[Stored dataset items]
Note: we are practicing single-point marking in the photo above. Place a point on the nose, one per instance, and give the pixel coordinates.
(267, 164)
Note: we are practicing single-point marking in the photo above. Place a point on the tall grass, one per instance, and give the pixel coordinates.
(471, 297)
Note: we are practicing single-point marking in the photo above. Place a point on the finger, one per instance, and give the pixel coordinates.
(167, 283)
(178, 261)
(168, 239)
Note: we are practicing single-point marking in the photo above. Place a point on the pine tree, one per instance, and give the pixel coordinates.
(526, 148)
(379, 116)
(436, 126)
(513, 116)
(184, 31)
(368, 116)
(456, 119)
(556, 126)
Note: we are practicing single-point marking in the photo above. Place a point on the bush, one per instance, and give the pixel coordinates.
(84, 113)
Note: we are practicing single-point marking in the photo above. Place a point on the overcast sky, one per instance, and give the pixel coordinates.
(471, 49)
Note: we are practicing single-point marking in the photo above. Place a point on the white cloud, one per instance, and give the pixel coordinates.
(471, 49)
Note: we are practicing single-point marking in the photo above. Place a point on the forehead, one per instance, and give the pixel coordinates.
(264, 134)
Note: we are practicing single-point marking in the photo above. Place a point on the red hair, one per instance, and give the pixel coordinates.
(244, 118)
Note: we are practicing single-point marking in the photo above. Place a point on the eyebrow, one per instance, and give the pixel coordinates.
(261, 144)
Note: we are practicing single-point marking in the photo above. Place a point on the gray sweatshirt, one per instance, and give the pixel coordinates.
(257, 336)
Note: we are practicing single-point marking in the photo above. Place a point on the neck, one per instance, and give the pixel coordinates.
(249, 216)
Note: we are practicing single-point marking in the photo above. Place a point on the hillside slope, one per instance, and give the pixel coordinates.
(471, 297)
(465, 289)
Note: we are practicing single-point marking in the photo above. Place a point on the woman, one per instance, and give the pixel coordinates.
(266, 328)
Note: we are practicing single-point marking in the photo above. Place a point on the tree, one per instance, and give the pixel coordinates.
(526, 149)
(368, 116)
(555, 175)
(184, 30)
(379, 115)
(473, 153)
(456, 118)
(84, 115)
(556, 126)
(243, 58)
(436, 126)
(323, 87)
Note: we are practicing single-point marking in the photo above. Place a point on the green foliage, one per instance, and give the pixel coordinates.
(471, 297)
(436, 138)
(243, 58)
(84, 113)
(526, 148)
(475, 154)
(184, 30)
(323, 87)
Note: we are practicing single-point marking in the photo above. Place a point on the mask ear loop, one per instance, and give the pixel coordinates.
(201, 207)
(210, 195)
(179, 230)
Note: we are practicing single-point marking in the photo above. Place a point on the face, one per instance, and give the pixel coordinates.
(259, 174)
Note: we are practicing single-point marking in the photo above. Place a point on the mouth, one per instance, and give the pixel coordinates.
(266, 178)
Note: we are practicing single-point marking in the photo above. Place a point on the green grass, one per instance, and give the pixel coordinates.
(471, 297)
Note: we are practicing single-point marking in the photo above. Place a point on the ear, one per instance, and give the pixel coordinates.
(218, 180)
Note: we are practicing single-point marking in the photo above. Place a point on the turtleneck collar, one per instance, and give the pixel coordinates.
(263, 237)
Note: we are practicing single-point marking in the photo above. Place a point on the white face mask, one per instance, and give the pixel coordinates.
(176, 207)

## INSTRUCTIONS TO FOLLOW
Extract the data in full. Keep it word for word.

## SOLUTION FOR THIS TASK
Note: we are practicing single-point marking in the photo above. Place a point on the nose, one per instance, and give the pixel coordinates.
(267, 164)
Note: we are practicing single-point marking in the photo above. Place a point on the tall grass, one per instance, and give the pixel coordinates.
(471, 297)
Note: we are practicing single-point marking in the photo above. Place a point on the finger, one per instance, and give the pixel coordinates.
(167, 283)
(178, 261)
(168, 239)
Note: we are practicing single-point marking in the photo above. Place a point on the pine tree, one per instance, and give the pixel coordinates.
(526, 148)
(379, 116)
(436, 126)
(513, 116)
(184, 31)
(368, 116)
(456, 119)
(556, 126)
Note: we are practicing single-point marking in the photo above. Place a point on the bush, one per instance, and give the pixel coordinates.
(84, 113)
Note: we are practicing single-point marking in the photo above. Place a point on the overcast sky, one per instance, and give the pixel coordinates.
(471, 49)
Note: we are practicing single-point marking in the photo above. Place a point on the white cloud, one per instance, and give the pixel coordinates.
(471, 49)
Note: we are practicing single-point marking in the photo above. Place a point on the forehead, one per instance, and give the pixel coordinates.
(264, 134)
Note: we are practicing single-point marking in the photo above. Place a point on the red hair, one per instance, and give the pixel coordinates.
(244, 118)
Note: we are practicing single-point marking in the photo above. Place a point on the eyebrow, one per instance, and give the pixel coordinates.
(261, 144)
Note: we are practicing single-point marking in the photo above. Place a point on the gray sweatshirt, one per instance, and give the pixel coordinates.
(257, 336)
Note: we are practicing single-point marking in the photo above. Place a point on the neck, one per instance, and give the pixel coordinates.
(249, 216)
Note: we are practicing single-point marking in the photo above. Place a point on the hillside slope, one per instance, and give the pixel coordinates.
(471, 297)
(465, 289)
Note: we are practicing single-point marking in the photo above. Place a point on the woman, one per instance, and give the pixel coordinates.
(266, 328)
Note: we are practicing single-point marking in the photo above. Place a point on the tree, one per instance, and give the pixel coordinates.
(526, 149)
(368, 116)
(555, 175)
(184, 30)
(379, 115)
(473, 153)
(456, 118)
(84, 115)
(556, 126)
(243, 58)
(436, 126)
(323, 87)
Note: we are practicing single-point marking in the photo above. Place a point on the green foliage, one per instance, and give the pixel coordinates.
(471, 297)
(436, 138)
(243, 58)
(84, 113)
(526, 148)
(475, 154)
(184, 30)
(323, 87)
Note: we are practicing single-point marking in the photo above. Place a point on the mask ear loop, one per instance, and give the pixel coordinates.
(201, 207)
(210, 195)
(179, 230)
Note: we are practicing single-point marking in the photo above. Place a point on the face, one per instance, and give the pixel coordinates.
(259, 174)
Note: we are practicing single-point marking in the photo above. Place a point on the mouth, one per instance, and give the pixel coordinates.
(266, 178)
Note: we are practicing single-point marking in the photo above. Place a point on the green grass, one per instance, and give the pixel coordinates.
(471, 297)
Note: we are practicing single-point marking in the photo above. Place a point on the ear, one per instance, and give the pixel coordinates.
(218, 180)
Note: we are practicing single-point marking in the photo above. Place a point on the turtleneck collar, one per instance, and give the pixel coordinates.
(263, 237)
Note: we are practicing single-point marking in the photo above. Place a point on the white face mask, one per instance, and give the pixel coordinates.
(176, 207)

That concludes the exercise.